* HOW TO COMPLETE THIS TASK:
Copy the passage on water pollution and soil word for word, from "It’s not possible" up to and including "than ever before.".

[DOCUMENT EXTRACT Boundary: Start]

Water that falls through air choked with industrial wastes is known commonly as acid rain. In turn, water flows over farmlands made toxic by chemical pesticides. Both these have the effect of leeching the soil of nutrients. Worse yet, such contaminated rainfall fails to neutralize the soil, and acidic soil fails to filtrate the water.
Interrupting the Flow
As urban areas have expanded, we’ve lost forests, wetlands, and undisturbed soils capable of managing stormwater naturally. Water that moves through a city picks up things like deodorants, drugs, paint, pesticides and pet waste; these pollutants are then deposited in the watershed. This take-up actually happens more efficiently in a city because the water picks up more speed running over cement surfaces than falling to a forest floor.
It’s not possible to produce healthy plant material and support a healthy biology without clean soil. Contaminated soil also affects its ability to produce healthy plant material, and support a healthy biology. With a population expected to boom to some 9 billion people by 2050, maintaining the health of our soils is more important than ever before.

[DOCUMENT EXTRACT Boundary: End]
[DATA EXTRACT Boundary: Start]

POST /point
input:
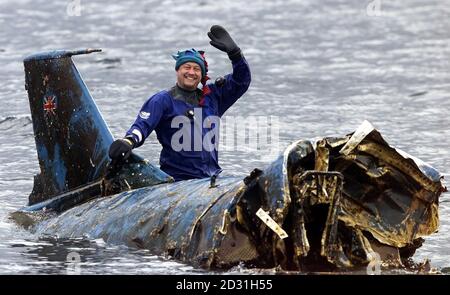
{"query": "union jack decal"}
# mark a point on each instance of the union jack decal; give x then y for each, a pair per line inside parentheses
(50, 104)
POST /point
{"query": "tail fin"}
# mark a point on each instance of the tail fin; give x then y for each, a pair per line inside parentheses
(72, 139)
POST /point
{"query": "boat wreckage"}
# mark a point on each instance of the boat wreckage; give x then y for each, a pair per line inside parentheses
(333, 204)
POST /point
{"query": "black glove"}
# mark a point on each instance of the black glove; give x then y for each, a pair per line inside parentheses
(222, 41)
(120, 149)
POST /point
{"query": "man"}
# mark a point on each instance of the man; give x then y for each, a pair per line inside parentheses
(162, 112)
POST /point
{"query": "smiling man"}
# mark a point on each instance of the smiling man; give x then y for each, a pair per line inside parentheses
(197, 109)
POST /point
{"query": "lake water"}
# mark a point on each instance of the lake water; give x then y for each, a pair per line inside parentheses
(319, 68)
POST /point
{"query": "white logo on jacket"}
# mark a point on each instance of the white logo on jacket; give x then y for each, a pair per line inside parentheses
(144, 115)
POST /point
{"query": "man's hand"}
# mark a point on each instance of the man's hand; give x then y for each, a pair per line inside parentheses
(222, 41)
(120, 149)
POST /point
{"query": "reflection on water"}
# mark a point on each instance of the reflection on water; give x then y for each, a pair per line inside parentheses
(320, 67)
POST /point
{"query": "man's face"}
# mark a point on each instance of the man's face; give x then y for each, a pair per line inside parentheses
(189, 75)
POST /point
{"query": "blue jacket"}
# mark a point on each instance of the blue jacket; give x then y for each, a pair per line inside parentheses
(157, 113)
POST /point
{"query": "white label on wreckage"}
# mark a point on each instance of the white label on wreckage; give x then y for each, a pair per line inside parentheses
(251, 134)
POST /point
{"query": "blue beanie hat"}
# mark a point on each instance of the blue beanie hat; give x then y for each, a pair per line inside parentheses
(190, 55)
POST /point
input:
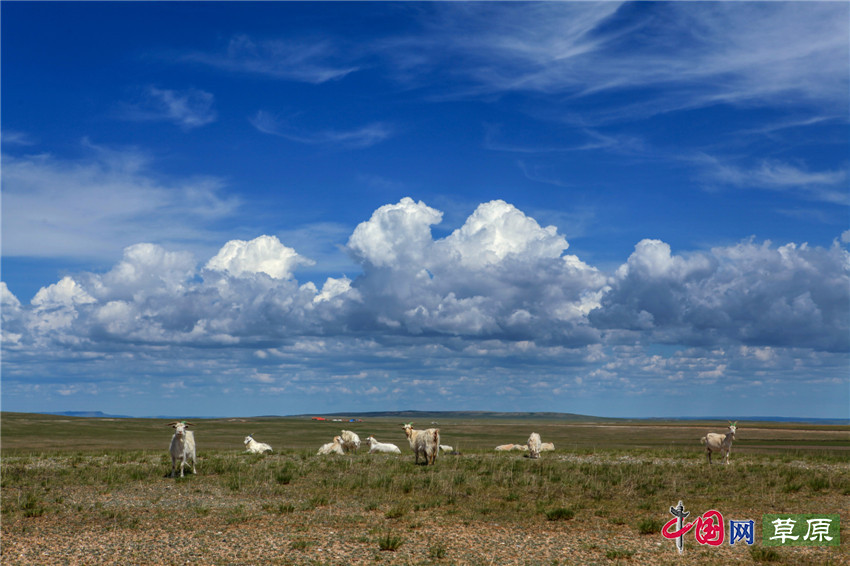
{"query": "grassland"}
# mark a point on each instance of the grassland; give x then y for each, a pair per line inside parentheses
(95, 491)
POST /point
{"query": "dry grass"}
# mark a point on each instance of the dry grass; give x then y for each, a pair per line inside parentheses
(93, 501)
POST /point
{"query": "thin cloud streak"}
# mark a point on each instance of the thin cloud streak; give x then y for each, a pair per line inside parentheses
(308, 61)
(92, 208)
(364, 137)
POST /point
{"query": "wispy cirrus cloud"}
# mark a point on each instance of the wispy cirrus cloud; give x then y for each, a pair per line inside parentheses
(365, 136)
(670, 56)
(93, 207)
(824, 186)
(190, 108)
(309, 61)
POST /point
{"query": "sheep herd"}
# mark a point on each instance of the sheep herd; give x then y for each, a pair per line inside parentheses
(424, 443)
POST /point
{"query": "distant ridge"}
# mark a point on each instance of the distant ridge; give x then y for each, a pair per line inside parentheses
(89, 414)
(410, 414)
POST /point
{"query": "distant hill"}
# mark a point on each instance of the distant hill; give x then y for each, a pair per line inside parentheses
(90, 415)
(436, 415)
(420, 416)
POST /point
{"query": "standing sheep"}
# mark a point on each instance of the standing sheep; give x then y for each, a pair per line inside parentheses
(350, 441)
(182, 446)
(720, 442)
(423, 442)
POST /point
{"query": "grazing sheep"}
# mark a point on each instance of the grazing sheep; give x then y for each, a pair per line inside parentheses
(424, 443)
(720, 442)
(334, 447)
(255, 447)
(350, 441)
(182, 446)
(534, 445)
(386, 448)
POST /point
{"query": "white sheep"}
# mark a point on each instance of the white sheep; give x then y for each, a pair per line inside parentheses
(182, 446)
(424, 443)
(534, 445)
(350, 441)
(334, 447)
(720, 442)
(386, 448)
(255, 447)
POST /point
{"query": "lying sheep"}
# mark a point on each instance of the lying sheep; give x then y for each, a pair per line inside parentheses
(254, 447)
(334, 447)
(385, 448)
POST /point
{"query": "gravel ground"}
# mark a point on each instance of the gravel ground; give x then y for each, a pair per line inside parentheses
(176, 523)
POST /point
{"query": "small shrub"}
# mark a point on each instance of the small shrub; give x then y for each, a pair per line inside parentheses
(32, 505)
(390, 542)
(560, 514)
(618, 553)
(650, 526)
(300, 544)
(279, 508)
(437, 551)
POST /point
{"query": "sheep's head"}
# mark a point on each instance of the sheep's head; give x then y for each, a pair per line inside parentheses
(179, 427)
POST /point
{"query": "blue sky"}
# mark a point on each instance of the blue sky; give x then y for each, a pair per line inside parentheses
(634, 210)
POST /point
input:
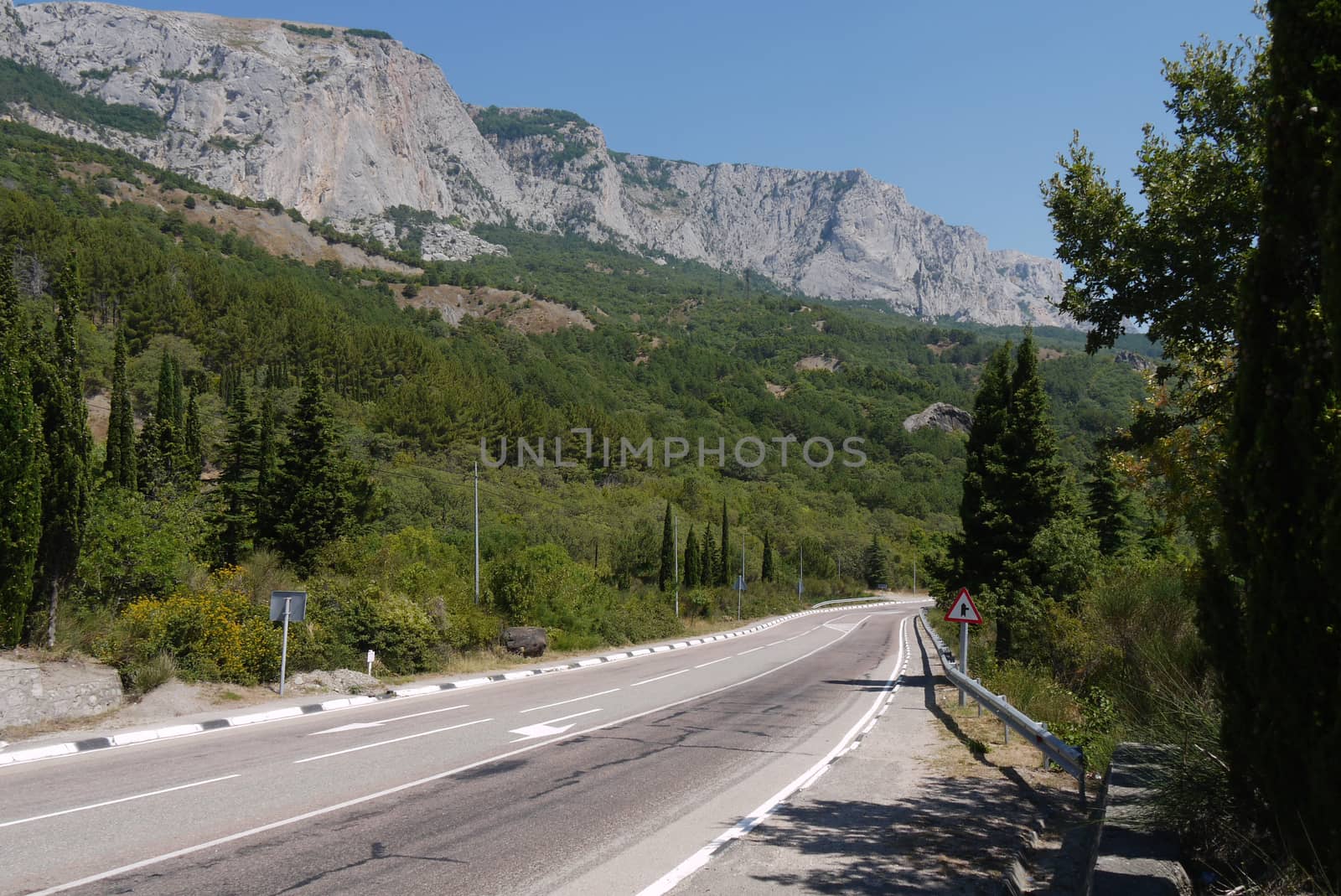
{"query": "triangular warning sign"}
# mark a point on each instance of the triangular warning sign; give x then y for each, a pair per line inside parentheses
(965, 610)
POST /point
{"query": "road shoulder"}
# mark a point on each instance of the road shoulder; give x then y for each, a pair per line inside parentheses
(911, 811)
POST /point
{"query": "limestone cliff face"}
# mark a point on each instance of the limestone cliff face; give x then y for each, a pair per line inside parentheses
(348, 127)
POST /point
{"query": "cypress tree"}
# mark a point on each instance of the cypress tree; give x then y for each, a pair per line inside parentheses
(724, 558)
(691, 561)
(192, 442)
(267, 467)
(238, 483)
(708, 558)
(121, 431)
(20, 466)
(667, 572)
(1110, 505)
(979, 557)
(876, 563)
(310, 498)
(65, 487)
(1271, 608)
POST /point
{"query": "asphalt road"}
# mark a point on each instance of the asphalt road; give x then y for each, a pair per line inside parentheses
(600, 779)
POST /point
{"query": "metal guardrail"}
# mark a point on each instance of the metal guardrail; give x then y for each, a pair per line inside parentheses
(855, 600)
(1070, 759)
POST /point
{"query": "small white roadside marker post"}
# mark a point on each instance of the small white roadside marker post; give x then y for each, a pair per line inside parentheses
(965, 612)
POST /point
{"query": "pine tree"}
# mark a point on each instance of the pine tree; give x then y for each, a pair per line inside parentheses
(121, 429)
(1271, 608)
(20, 466)
(238, 483)
(708, 558)
(691, 561)
(724, 558)
(667, 572)
(310, 498)
(65, 489)
(1110, 513)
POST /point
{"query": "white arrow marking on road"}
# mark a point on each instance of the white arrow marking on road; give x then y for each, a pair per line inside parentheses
(355, 726)
(546, 728)
(540, 731)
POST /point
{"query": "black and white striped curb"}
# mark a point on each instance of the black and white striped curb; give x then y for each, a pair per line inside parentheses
(132, 738)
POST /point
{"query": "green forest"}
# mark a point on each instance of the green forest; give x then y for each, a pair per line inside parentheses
(272, 424)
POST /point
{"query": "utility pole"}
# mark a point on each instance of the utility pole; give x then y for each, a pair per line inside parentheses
(476, 531)
(675, 538)
(741, 583)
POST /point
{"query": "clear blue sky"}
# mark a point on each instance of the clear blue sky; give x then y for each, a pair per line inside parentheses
(965, 105)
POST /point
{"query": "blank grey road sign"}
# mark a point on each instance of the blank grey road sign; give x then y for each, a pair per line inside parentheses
(297, 605)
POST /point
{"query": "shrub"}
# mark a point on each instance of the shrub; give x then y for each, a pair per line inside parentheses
(215, 634)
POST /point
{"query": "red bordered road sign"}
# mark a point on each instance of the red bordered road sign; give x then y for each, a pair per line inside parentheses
(965, 610)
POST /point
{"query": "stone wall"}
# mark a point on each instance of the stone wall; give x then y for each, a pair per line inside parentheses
(33, 692)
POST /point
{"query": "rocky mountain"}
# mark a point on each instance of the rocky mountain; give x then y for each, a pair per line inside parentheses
(352, 127)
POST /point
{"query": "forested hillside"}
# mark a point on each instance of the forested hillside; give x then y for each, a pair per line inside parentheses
(315, 426)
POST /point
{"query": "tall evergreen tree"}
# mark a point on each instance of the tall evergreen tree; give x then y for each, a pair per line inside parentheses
(724, 557)
(1012, 489)
(876, 563)
(238, 483)
(708, 558)
(691, 560)
(121, 429)
(979, 557)
(1271, 609)
(667, 572)
(1111, 506)
(310, 498)
(192, 442)
(20, 466)
(65, 487)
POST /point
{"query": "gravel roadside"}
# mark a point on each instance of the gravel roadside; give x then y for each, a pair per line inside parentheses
(912, 811)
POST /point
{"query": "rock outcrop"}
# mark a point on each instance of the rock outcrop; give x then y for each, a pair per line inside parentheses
(940, 416)
(349, 127)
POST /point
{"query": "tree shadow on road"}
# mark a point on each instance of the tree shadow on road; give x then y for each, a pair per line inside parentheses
(956, 835)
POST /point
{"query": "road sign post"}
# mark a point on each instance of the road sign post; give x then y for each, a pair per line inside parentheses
(965, 612)
(286, 605)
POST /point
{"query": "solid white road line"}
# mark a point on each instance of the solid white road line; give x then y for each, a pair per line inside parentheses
(381, 722)
(697, 860)
(549, 706)
(420, 782)
(113, 802)
(382, 743)
(659, 677)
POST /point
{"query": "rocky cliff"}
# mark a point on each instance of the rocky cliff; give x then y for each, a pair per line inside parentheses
(350, 125)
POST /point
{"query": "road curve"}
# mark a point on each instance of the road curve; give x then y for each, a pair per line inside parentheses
(598, 779)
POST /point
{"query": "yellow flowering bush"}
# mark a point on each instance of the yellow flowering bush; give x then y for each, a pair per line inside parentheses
(215, 634)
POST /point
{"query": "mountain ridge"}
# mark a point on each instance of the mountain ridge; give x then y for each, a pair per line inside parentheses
(346, 127)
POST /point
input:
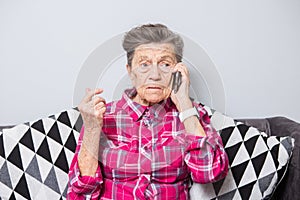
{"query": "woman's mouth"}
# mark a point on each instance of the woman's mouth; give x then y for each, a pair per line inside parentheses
(154, 88)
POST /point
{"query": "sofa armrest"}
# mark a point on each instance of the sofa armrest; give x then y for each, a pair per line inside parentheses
(289, 187)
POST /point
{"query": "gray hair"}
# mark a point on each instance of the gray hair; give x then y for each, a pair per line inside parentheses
(151, 33)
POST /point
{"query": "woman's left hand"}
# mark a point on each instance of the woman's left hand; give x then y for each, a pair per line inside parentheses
(182, 98)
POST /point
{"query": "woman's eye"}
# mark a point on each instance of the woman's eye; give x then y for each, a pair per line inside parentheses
(144, 64)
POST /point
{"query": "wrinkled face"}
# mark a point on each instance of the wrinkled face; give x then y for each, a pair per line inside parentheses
(151, 71)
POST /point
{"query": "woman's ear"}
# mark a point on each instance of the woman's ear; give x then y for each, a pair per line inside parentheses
(128, 68)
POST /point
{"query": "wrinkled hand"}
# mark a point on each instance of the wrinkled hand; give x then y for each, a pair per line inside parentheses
(92, 109)
(182, 98)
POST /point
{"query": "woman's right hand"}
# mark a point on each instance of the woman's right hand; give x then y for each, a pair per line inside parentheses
(92, 109)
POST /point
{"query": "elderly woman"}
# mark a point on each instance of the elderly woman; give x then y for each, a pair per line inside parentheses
(154, 141)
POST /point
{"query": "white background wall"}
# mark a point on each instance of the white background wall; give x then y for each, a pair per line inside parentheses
(255, 46)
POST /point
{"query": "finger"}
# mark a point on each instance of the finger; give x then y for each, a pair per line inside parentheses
(96, 99)
(100, 106)
(90, 93)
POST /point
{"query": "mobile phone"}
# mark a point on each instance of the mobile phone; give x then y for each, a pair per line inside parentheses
(176, 81)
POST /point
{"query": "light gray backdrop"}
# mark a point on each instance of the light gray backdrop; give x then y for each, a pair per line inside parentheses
(254, 45)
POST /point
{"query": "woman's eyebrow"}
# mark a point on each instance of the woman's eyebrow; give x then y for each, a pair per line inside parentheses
(143, 58)
(167, 57)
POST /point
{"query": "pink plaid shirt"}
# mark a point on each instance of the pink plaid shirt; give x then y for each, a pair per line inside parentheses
(145, 153)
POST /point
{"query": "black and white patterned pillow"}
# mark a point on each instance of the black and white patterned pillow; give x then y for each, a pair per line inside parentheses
(257, 163)
(35, 157)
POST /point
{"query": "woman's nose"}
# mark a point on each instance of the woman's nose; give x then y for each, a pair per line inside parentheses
(155, 72)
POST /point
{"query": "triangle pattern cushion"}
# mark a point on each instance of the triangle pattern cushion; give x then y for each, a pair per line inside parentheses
(257, 162)
(35, 156)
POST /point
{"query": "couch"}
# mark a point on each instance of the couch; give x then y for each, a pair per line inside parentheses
(279, 126)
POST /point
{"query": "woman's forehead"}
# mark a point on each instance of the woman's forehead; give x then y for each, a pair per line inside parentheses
(149, 50)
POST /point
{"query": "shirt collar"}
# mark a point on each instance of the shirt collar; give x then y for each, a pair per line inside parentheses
(136, 111)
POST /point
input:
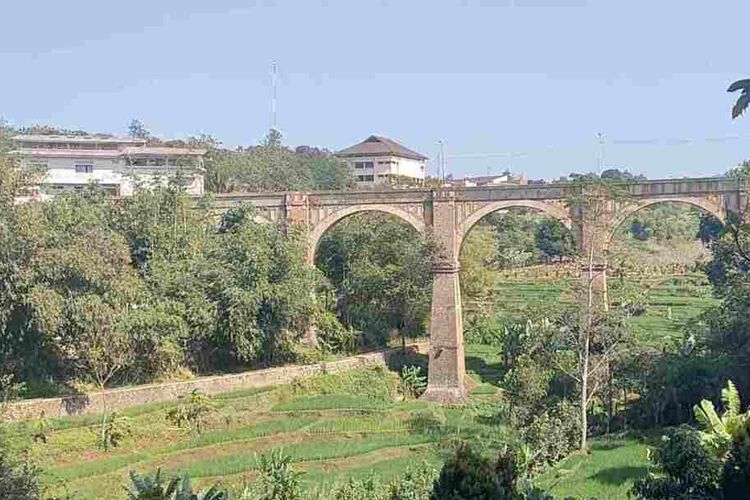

[DATA EXTRACT Boundary: End]

* RESULT BELOW:
It’s not possible to produce healthy plant material and support a healthy biology without clean soil. Contaminated soil also affects its ability to produce healthy plant material, and support a healthy biology. With a population expected to boom to some 9 billion people by 2050, maintaining the health of our soils is more important than ever before.